TASK INPUT:
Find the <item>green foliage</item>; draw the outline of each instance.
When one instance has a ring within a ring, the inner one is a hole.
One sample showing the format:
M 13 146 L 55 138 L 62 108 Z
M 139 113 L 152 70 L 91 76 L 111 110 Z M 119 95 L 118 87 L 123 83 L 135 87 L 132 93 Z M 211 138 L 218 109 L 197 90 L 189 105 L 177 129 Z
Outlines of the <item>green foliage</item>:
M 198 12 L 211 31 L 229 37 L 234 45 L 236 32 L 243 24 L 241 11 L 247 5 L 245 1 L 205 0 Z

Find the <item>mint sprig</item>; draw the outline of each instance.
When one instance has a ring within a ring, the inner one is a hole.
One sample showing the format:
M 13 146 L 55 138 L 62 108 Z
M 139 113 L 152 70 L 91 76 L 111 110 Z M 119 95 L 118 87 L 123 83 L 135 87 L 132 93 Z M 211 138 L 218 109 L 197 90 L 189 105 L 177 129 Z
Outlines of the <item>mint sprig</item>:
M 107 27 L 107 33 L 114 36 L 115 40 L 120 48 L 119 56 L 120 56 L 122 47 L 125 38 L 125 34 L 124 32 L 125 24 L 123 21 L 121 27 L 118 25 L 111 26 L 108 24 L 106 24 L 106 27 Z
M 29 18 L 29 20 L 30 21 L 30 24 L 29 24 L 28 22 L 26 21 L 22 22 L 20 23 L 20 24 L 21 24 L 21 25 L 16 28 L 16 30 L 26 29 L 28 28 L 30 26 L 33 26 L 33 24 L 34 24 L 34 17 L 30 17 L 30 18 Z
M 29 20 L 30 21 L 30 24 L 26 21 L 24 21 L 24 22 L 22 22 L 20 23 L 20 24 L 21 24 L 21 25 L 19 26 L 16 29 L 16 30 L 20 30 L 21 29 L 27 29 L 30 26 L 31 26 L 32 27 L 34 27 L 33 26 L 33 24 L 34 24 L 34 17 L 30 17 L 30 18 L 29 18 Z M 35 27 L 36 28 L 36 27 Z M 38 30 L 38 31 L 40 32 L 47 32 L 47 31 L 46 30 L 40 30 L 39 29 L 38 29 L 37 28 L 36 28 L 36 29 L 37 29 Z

WORK REQUIRED: Return, unchanged, every line of the material from the first one through the line that contains "M 198 12 L 211".

FINAL ANSWER:
Find the <item>green foliage</item>; draw the outline of each instance.
When one instance has a ring within a ring, the inner one is a hole.
One sample showing the format:
M 13 146 L 55 138 L 62 108 Z
M 139 113 L 152 70 L 91 76 L 111 110 Z M 119 95 L 118 87 L 123 83 L 135 87 L 132 93 Z M 211 138 L 218 109 L 197 90 L 189 105 L 177 129 Z
Outlines of the <item>green foliage</item>:
M 198 12 L 211 31 L 229 37 L 234 45 L 236 32 L 243 24 L 241 11 L 247 5 L 245 1 L 205 0 Z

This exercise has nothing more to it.